**Görev yönergesi**
Aşağıdaki materyali baştan sona düzenle: "charred log" ifadesinin geçtiği her yere "scorched log" yaz, geri kalan her şeyi olduğu gibi bırak. Cevabına resimleri koyma.

•••••

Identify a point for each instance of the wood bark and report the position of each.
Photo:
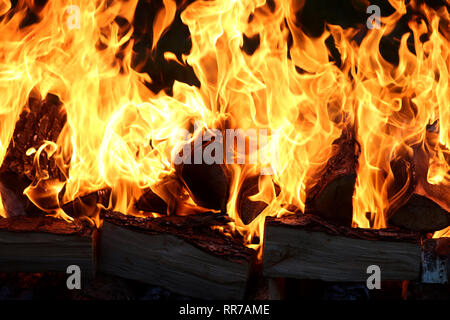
(41, 120)
(43, 243)
(182, 254)
(436, 260)
(307, 247)
(248, 210)
(420, 214)
(207, 184)
(331, 196)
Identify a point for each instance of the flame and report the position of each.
(121, 135)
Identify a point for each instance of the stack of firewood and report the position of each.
(199, 254)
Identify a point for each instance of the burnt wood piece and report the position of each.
(43, 243)
(308, 247)
(248, 210)
(87, 205)
(182, 254)
(436, 260)
(40, 120)
(420, 214)
(151, 202)
(439, 193)
(207, 184)
(331, 197)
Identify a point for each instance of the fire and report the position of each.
(121, 135)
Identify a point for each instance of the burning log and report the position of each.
(436, 260)
(307, 247)
(248, 209)
(207, 184)
(151, 202)
(43, 243)
(182, 254)
(41, 120)
(425, 206)
(421, 214)
(336, 182)
(87, 205)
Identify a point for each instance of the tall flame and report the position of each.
(121, 135)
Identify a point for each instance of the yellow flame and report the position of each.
(121, 135)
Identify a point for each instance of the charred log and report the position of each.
(87, 205)
(42, 243)
(41, 120)
(248, 209)
(421, 214)
(308, 247)
(336, 184)
(182, 254)
(208, 184)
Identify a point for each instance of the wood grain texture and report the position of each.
(39, 244)
(177, 253)
(306, 247)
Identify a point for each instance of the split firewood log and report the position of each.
(248, 209)
(331, 196)
(41, 120)
(425, 206)
(207, 184)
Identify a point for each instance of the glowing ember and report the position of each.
(121, 135)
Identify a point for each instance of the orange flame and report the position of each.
(121, 135)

•••••

**Görevin cevabı**
Identify a point for each instance of the wood bark and report the position of each.
Photo:
(41, 120)
(43, 243)
(182, 254)
(436, 260)
(307, 247)
(248, 210)
(420, 214)
(207, 184)
(331, 196)
Identify a point for each instance of the flame and report the position of each.
(121, 135)
Identify a point for each instance of the stack of firewood and report the position of each.
(199, 254)
Identify a point for each instance of the burnt wood piece and report the position of each.
(43, 243)
(308, 247)
(248, 210)
(87, 205)
(182, 254)
(436, 260)
(40, 120)
(420, 214)
(151, 202)
(439, 193)
(207, 184)
(331, 197)
Identify a point for each instance of the fire and report the position of each.
(121, 135)
Identify a point for each instance of the burning log and report the position of each.
(436, 260)
(307, 247)
(248, 209)
(207, 184)
(151, 202)
(43, 243)
(182, 254)
(41, 120)
(425, 206)
(421, 214)
(336, 182)
(87, 205)
Identify a point for each instance of the tall flame and report the position of each.
(121, 135)
Identify a point for each instance of the yellow flame and report the position of each.
(121, 135)
Identify a point for each instance of the scorched log and report the position of each.
(87, 205)
(42, 243)
(41, 120)
(248, 209)
(421, 214)
(308, 247)
(336, 184)
(182, 254)
(208, 184)
Identify a point for each instance of the wood grain texture and report the position of each.
(39, 244)
(177, 253)
(306, 247)
Identify a point for each instance of the split firewood log and report the position of each.
(248, 209)
(331, 196)
(41, 120)
(425, 206)
(207, 184)
Identify a point for each instance of the glowing ember and report the position of each.
(121, 135)
Identify a point for each instance of the orange flame and report the position of each.
(121, 135)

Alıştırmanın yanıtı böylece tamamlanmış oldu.